CHALLENGE
Render the listing below as a JSON list of strings, one string per line, skipping any blank lines.

PROVIDED ENTRIES

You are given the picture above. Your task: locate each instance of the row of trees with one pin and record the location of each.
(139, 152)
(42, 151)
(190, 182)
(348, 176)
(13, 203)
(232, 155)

ANSWER TO THE TASK
[
  "You are given the picture above. Your task: locate each instance of the row of trees with one pin and record the location of each.",
  "(139, 152)",
  "(42, 151)",
  "(190, 182)",
  "(348, 176)",
  "(13, 203)",
  "(232, 155)"
]